Data under study –
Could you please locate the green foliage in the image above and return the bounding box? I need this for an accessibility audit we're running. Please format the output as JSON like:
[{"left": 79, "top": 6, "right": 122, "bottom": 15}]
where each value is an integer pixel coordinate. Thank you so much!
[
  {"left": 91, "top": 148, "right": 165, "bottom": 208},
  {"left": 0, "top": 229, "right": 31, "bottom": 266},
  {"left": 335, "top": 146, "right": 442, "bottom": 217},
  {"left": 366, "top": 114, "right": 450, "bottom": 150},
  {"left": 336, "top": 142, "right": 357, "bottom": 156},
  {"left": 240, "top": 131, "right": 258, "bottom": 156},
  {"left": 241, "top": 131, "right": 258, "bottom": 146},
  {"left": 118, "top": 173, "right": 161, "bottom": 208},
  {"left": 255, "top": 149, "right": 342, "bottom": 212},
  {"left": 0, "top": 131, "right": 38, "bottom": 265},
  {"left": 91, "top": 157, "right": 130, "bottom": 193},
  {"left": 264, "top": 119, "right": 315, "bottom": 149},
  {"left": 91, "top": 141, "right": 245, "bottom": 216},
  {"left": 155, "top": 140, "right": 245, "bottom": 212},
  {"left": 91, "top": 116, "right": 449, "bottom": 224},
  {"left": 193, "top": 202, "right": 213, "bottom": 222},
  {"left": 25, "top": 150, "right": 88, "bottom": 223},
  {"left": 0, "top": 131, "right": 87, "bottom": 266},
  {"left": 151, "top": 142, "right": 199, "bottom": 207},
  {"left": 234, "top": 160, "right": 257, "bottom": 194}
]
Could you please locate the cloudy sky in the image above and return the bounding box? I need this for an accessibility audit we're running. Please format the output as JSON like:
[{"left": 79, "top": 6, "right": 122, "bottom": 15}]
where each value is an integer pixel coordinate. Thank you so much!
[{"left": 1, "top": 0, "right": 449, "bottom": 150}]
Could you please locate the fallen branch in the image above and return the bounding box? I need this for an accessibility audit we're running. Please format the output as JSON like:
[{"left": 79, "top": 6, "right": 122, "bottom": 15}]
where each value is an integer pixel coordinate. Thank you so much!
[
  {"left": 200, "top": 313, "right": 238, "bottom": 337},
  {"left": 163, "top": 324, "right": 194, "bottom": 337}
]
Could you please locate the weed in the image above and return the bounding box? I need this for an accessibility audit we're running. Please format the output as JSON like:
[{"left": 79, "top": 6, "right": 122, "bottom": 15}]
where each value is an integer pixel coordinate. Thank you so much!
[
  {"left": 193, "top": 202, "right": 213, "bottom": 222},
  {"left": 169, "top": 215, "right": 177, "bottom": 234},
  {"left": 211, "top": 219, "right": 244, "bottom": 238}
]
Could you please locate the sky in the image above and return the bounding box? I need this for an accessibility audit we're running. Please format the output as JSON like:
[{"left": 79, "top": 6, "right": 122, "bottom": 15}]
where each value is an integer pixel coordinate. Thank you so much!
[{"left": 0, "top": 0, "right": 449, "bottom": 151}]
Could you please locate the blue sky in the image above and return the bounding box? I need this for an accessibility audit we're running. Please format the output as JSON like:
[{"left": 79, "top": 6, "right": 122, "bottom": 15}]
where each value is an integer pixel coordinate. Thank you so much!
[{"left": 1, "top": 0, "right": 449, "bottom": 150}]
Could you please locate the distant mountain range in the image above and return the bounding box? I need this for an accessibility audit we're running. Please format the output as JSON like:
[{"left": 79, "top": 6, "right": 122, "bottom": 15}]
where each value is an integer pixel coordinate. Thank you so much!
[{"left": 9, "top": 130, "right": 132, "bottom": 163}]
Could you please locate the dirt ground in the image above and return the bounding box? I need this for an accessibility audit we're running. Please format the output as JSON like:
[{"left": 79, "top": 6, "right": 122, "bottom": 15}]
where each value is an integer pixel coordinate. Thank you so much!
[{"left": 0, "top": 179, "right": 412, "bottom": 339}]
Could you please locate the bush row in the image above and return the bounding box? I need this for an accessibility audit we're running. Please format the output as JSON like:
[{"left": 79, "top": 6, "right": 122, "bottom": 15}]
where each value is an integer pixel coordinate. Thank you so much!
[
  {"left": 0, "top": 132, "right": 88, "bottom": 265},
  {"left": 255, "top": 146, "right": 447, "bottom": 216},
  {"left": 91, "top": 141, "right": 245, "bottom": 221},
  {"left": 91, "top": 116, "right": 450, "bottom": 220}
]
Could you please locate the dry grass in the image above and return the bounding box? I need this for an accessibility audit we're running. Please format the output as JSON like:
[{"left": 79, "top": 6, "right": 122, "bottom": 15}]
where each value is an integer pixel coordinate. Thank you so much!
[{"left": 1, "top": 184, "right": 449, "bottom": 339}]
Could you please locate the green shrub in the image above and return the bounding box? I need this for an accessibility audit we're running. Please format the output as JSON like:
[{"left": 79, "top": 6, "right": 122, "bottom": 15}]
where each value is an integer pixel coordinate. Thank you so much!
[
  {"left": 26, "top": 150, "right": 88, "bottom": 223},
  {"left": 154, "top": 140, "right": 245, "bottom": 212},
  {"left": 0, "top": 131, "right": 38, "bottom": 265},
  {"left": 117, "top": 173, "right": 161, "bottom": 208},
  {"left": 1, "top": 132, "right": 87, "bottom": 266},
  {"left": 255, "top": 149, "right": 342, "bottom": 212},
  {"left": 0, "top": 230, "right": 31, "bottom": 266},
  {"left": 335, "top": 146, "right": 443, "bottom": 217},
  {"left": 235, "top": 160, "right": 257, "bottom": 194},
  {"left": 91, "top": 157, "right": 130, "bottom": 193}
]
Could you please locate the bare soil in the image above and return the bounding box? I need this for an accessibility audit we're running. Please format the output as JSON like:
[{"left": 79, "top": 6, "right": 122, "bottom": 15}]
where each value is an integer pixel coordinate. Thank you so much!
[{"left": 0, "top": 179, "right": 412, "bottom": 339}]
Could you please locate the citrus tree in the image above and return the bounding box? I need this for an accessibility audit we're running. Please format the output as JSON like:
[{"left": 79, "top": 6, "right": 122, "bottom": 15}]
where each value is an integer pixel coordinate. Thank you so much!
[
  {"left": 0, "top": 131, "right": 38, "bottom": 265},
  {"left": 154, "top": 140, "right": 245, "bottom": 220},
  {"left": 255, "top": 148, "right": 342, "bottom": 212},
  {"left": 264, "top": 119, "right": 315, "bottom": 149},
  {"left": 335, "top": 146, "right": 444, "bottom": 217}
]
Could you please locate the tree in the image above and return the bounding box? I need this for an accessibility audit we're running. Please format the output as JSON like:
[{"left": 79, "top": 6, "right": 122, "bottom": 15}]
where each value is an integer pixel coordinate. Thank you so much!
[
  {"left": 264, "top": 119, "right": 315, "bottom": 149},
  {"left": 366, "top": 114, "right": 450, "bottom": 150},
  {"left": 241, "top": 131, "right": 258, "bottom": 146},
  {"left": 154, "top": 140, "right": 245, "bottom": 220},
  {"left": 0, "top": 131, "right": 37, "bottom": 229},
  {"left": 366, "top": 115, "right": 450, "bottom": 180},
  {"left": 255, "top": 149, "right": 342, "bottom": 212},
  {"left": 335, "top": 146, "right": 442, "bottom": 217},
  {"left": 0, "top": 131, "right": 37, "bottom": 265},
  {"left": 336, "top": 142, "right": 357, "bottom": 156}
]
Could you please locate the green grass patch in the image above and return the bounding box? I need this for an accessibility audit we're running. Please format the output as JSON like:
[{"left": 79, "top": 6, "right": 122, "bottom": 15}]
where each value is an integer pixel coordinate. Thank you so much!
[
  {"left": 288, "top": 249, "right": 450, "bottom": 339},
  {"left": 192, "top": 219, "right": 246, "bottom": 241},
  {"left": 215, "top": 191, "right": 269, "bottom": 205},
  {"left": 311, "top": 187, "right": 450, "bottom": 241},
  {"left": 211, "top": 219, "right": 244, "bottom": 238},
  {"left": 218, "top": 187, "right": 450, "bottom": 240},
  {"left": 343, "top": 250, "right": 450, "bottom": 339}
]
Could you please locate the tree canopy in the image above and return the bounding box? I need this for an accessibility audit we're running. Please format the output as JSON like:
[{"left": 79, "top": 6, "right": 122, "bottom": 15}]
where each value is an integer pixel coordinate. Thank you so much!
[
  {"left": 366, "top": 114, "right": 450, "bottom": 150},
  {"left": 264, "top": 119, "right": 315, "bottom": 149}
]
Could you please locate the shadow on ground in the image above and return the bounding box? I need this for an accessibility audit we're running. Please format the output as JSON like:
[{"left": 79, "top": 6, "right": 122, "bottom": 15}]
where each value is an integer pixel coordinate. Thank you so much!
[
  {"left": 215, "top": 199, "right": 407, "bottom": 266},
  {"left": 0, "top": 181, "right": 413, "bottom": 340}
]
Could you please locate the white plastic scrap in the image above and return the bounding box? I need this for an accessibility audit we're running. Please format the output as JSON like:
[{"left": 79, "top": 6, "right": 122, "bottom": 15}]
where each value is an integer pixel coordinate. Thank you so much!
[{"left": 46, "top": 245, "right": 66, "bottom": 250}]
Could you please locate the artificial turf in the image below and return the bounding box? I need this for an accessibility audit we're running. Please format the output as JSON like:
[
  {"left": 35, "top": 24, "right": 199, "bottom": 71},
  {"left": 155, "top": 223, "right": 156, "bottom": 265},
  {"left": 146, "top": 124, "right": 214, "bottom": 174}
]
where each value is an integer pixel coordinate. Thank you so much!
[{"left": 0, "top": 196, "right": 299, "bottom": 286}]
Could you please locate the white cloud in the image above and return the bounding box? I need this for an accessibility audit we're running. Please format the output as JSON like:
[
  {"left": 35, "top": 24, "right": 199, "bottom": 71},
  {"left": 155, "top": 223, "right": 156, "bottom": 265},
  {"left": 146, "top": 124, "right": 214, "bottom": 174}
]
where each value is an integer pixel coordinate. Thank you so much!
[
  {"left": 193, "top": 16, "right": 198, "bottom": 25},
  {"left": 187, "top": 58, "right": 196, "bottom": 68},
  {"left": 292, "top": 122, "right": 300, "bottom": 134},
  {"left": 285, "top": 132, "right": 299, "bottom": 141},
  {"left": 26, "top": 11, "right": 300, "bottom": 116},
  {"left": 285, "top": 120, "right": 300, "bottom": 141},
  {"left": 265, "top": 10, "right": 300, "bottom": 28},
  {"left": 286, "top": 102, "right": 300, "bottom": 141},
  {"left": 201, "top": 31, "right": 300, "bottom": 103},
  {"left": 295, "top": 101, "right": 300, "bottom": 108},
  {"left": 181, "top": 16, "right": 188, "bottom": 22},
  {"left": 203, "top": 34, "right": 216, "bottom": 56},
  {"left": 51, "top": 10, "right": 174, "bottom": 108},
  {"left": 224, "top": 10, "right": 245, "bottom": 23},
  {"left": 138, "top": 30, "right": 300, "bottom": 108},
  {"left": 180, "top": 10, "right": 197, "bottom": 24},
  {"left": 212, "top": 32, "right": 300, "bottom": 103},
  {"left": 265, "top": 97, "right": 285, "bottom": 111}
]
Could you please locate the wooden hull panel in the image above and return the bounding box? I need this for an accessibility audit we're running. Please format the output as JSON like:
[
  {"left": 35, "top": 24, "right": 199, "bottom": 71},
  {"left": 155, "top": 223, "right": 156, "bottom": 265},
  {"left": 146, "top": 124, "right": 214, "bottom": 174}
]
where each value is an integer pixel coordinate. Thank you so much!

What is being asked – Nothing but the lines from the start of the data through the line holding "Could you please locate the cloudy" should be restated, and each one exactly.

Exercise answer –
Could you please locate the green foliage in the image above and return the bounding box? I need this for an accessibility audit we're running. Please format the output as JSON like:
[{"left": 79, "top": 6, "right": 122, "bottom": 15}]
where each value is an integer pixel coordinate. Thank you so much!
[
  {"left": 91, "top": 148, "right": 165, "bottom": 208},
  {"left": 0, "top": 229, "right": 31, "bottom": 266},
  {"left": 335, "top": 146, "right": 442, "bottom": 217},
  {"left": 366, "top": 114, "right": 450, "bottom": 150},
  {"left": 336, "top": 142, "right": 357, "bottom": 156},
  {"left": 240, "top": 131, "right": 258, "bottom": 156},
  {"left": 241, "top": 131, "right": 258, "bottom": 146},
  {"left": 118, "top": 173, "right": 161, "bottom": 208},
  {"left": 255, "top": 149, "right": 342, "bottom": 212},
  {"left": 0, "top": 131, "right": 38, "bottom": 265},
  {"left": 91, "top": 157, "right": 130, "bottom": 193},
  {"left": 264, "top": 119, "right": 315, "bottom": 149},
  {"left": 91, "top": 141, "right": 245, "bottom": 216},
  {"left": 155, "top": 140, "right": 245, "bottom": 212},
  {"left": 91, "top": 116, "right": 449, "bottom": 224},
  {"left": 193, "top": 202, "right": 213, "bottom": 222},
  {"left": 25, "top": 150, "right": 88, "bottom": 223},
  {"left": 0, "top": 131, "right": 87, "bottom": 266},
  {"left": 151, "top": 142, "right": 199, "bottom": 207},
  {"left": 234, "top": 160, "right": 257, "bottom": 194}
]
Could you please locate the cloudy sky in the image above and return the bounding box? I need this for an accessibility audit we're running. Please format the output as JSON like:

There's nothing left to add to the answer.